FIG. 1 illustrates a networked computing environment in which differentiable neuromodulated plasticity (DNP) may be used, according to an embodiment. In the embodiment shown in FIG. 1, the networked computing environment 100 includes an application provider system 110, an application hosting server 120, and a client device 130, all connected via a network 140. An application is also referred to herein as an app. Although only one client device 130 is shown, in practice many (e.g., thousands or even millions of) client devices may be connected to the network 140 at any given time. In other embodiments, the networked computing environment 100 contains different and/or additional elements. In addition, the functions may be distributed among the elements in a different manner than described. For example, the client device 130 may obtain an application 132 directly from the application provider system 110, rather than from the application hosting server 120.

The application provider system 110 is one or more computer systems with which the provider of software develops that software. Although the application provider system 110 is shown as a single entity, connected to the network 140, for convenience, in many cases it will be made up from several software developer's systems (e.g., terminals) which may or may not all be network-connected.

In the embodiment shown in FIG. 1, the application provider system 110 includes a neural network execution module 112, an application packaging module 114, a model storage 117, and training data storage 118. In other embodiments, the application provider system 110 contains different and/or additional elements. In addition, the functions may be distributed among the elements in a different manner than described.

The neural network model execution module 112 trains models using processes and techniques disclosed herein. The neural network model execution module 112 stores the trained models in the model storage 117. The app packaging module 114 takes a trained model and packages it into an app to be provided to client devices 130. Once packaged, the app is made available to client devices 130 (e.g., via the app hosting server 120).

The model storage 117 and training data storage 118 include one or more computer-readable storage-media that are configured to store models, for example, neural networks and training data, respectively. Although they are shown as separate entities in FIG. 1, this functionality may be provided by a single computer-readable storage-medium (e.g., a hard drive).

The app hosting server 120 is one or more computers configured to store apps and make them available to client devices 130. In the embodiment shown in FIG. 1, the app hosting server 120 includes an app provider interface module 122, a user interface module 124, and app storage 126. In other embodiments, the app hosting server 120 contains different and/or additional elements. In addition, the functions may be distributed among the elements in a different manner than described.

The app provider interface module 122 adds the app (along with metadata with some or all of the information provided about the app) to the app storage 126. In some cases, the app provider information module 122 also performs validation actions, such as checking that the app does not exceed a maximum allowable size, scanning the app for malicious code, verifying the identity of the provider, and the like.

□ □ □ □ □ □ □

**SET EXERCISE 1:**
Rewrite the records below, changing "black cow" to "black cattle" and leaving everything else as it is.

□ □ □ □ □ □ □

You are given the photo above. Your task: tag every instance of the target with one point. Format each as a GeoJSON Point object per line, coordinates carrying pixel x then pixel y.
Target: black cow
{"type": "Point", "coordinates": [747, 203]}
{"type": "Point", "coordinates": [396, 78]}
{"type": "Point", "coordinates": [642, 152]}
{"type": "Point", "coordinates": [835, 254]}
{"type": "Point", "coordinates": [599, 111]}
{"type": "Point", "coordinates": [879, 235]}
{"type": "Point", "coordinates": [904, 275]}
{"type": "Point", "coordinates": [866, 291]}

□ □ □ □ □ □ □

**SET EXERCISE 2:**
From the passage on the networked computing environment, copy the wording verbatim from "The neural network model execution module 112 trains" up to and including "a hard drive).".

**ANSWER 1:**
You are given the photo above. Your task: tag every instance of the target with one point. Format each as a GeoJSON Point object per line, coordinates carrying pixel x then pixel y.
Target: black cattle
{"type": "Point", "coordinates": [747, 203]}
{"type": "Point", "coordinates": [396, 78]}
{"type": "Point", "coordinates": [642, 152]}
{"type": "Point", "coordinates": [835, 254]}
{"type": "Point", "coordinates": [599, 111]}
{"type": "Point", "coordinates": [879, 235]}
{"type": "Point", "coordinates": [904, 275]}
{"type": "Point", "coordinates": [866, 291]}

**ANSWER 2:**
The neural network model execution module 112 trains models using processes and techniques disclosed herein. The neural network model execution module 112 stores the trained models in the model storage 117. The app packaging module 114 takes a trained model and packages it into an app to be provided to client devices 130. Once packaged, the app is made available to client devices 130 (e.g., via the app hosting server 120).

The model storage 117 and training data storage 118 include one or more computer-readable storage-media that are configured to store models, for example, neural networks and training data, respectively. Although they are shown as separate entities in FIG. 1, this functionality may be provided by a single computer-readable storage-medium (e.g., a hard drive).